▸ Source extract:
================================

Experts Available to Discuss Latest NJ Vote-by-Mail Changes


Expert Pitch

New Brunswick, N.J. (September 18, 2019) – Experts at the Rutgers University’s Eagleton Institute of Politics are available to provide commentary on New Jersey’s latest change to its vote-by-mail law, which requires county clerks to send mail-in ballots to voters who voted by mail in 2017 and 2018.

John Weingart, associate director of the Eagleton Institute of Politics, and director of the Eagleton Center on the American Governor, said, “County clerks and good-government advocates, among others, should closely monitor the implementation, and Gov. Murphy and the legislature should be prepared to consider legislation to address any problems that surface during the lame-duck session likely to be called in December. With the subsequent 2020 campaigns virtually certain to dramatically elevate levels of competition, intensity of emotion and concerns about fairness, it would be great if New Jersey could in advance at least resolve potential concerns about the integrity of the casting and counting of votes by people who may have previously requested and perhaps cast mail-in ballots.”

================================

▸ Excerpted records:

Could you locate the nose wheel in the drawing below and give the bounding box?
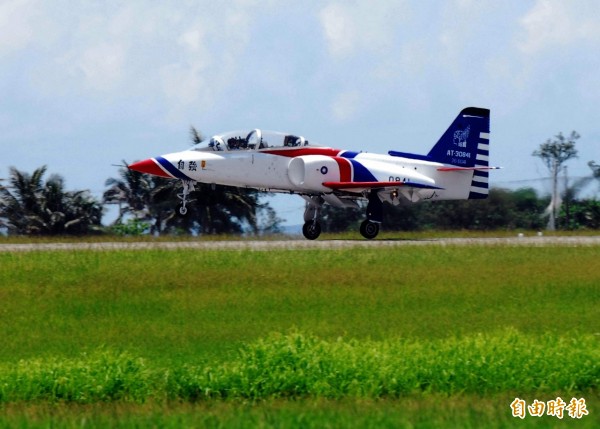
[360,220,379,240]
[177,180,196,216]
[302,220,321,240]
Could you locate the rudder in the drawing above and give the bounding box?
[427,107,490,167]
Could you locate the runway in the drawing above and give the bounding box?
[0,236,600,252]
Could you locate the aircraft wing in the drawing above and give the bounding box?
[323,181,443,191]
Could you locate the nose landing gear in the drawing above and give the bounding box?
[302,196,325,240]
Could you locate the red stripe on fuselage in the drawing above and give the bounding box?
[259,147,341,158]
[332,156,352,182]
[127,158,173,179]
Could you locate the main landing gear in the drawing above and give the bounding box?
[302,192,383,240]
[302,195,325,240]
[177,180,196,216]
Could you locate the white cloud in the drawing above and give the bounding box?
[331,90,361,122]
[519,0,600,54]
[77,43,126,91]
[0,0,37,56]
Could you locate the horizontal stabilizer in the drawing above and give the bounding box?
[323,181,443,189]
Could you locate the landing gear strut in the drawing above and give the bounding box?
[177,180,196,216]
[360,191,383,240]
[360,220,379,240]
[302,196,324,240]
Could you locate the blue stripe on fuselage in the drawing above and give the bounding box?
[339,150,359,159]
[349,159,378,182]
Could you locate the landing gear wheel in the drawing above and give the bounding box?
[302,220,321,240]
[360,220,379,240]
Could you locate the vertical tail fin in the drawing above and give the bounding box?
[428,107,490,199]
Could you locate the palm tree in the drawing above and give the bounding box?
[103,127,281,234]
[0,166,102,235]
[103,162,176,234]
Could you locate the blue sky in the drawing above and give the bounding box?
[0,0,600,224]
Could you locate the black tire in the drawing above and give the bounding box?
[302,220,321,240]
[360,220,379,240]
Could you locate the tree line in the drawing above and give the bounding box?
[0,128,600,235]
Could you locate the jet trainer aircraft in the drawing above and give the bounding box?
[128,107,499,240]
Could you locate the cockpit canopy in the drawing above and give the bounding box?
[193,129,316,151]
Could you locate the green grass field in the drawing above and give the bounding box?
[0,239,600,427]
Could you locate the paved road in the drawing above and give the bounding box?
[0,236,600,252]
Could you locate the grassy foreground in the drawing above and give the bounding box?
[0,242,600,427]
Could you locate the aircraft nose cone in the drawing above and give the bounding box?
[127,158,171,178]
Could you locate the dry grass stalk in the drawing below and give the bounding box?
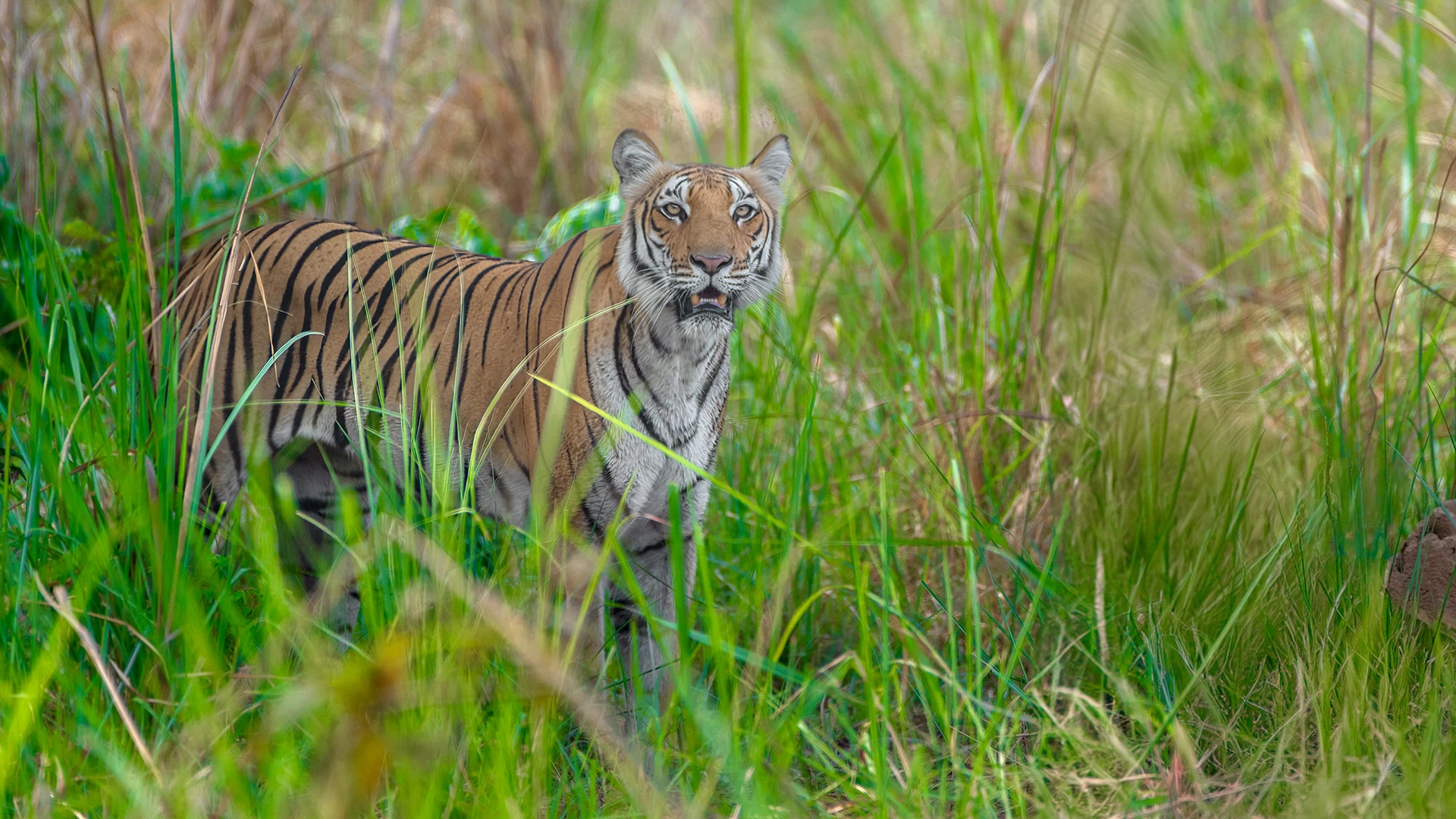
[163,65,303,634]
[86,0,131,233]
[35,574,162,786]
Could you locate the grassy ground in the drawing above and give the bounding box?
[0,0,1456,817]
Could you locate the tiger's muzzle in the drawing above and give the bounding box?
[677,284,734,324]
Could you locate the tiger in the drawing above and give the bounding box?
[158,130,792,708]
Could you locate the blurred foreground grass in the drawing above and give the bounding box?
[0,0,1456,817]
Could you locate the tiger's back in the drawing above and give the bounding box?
[166,221,643,523]
[157,131,792,710]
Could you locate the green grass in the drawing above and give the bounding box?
[8,0,1456,817]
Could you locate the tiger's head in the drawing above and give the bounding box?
[611,130,792,335]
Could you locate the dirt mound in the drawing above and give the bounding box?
[1385,500,1456,628]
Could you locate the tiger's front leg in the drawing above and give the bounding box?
[606,517,698,729]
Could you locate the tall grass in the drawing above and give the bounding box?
[0,0,1456,817]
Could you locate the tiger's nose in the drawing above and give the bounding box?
[689,253,733,275]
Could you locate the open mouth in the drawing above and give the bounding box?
[677,284,733,319]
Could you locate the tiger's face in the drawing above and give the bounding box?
[611,130,792,335]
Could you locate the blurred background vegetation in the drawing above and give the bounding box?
[0,0,1456,817]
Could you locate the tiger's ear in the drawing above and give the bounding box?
[611,128,663,187]
[748,134,793,185]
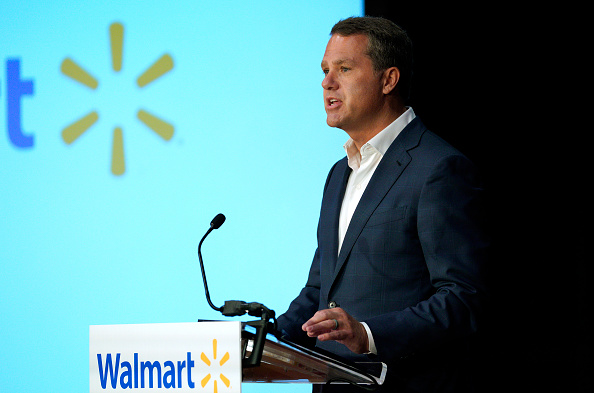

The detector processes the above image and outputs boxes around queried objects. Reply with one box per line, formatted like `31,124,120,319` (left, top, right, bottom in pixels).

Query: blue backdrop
0,0,363,393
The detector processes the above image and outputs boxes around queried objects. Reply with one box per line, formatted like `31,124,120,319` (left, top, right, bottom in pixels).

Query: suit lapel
319,158,352,273
328,118,425,295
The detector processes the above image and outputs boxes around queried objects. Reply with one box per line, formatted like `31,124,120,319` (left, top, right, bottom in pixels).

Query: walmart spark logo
200,339,231,393
60,23,173,175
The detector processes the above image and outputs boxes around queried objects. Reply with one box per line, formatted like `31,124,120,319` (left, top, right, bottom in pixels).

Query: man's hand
301,307,369,354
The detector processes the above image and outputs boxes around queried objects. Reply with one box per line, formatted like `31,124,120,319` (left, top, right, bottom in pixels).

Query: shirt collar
343,107,416,162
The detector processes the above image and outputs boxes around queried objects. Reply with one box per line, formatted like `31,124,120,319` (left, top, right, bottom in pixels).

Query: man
278,17,488,392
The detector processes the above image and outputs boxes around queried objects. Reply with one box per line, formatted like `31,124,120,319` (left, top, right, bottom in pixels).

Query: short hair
330,16,413,99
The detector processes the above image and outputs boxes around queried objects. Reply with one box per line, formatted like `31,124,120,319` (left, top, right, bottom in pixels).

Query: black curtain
358,0,593,392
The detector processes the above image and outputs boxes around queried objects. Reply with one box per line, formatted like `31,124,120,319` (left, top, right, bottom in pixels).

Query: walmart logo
200,339,231,393
91,339,231,393
60,23,174,176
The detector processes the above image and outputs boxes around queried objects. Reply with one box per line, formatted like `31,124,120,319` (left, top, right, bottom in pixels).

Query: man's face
322,34,384,137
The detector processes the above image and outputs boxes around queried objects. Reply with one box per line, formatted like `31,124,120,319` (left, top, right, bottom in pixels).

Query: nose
322,71,336,90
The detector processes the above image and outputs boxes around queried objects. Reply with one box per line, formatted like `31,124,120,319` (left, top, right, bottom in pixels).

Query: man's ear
383,67,400,94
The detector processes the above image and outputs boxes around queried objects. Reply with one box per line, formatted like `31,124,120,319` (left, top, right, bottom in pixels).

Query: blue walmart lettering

================================

▸ Tasks and exercises:
a: In the vote-by-mail announcement, which voters must county clerks now send mail-in ballots to?
b: Can you condense the paragraph of the vote-by-mail announcement that begins "John Weingart, associate director" into a shorter version that keeps its main facts?

▸ Answers to the tasks:
a: Voters who voted by mail in 2017 and 2018.

b: John Weingart, associate director of the Eagleton Institute of Politics and director of the Eagleton Center on the American Governor, said county clerks, good-government advocates and others should closely monitor how the change is implemented. He said Gov. Murphy and the legislature should be ready to consider legislation fixing any problems during the lame-duck session likely to be called in December. Because the 2020 campaigns will almost certainly heighten competition, emotion and concerns about fairness, he hoped New Jersey could first resolve concerns about the integrity of casting and counting votes by people who may have previously requested and perhaps cast mail-in ballots.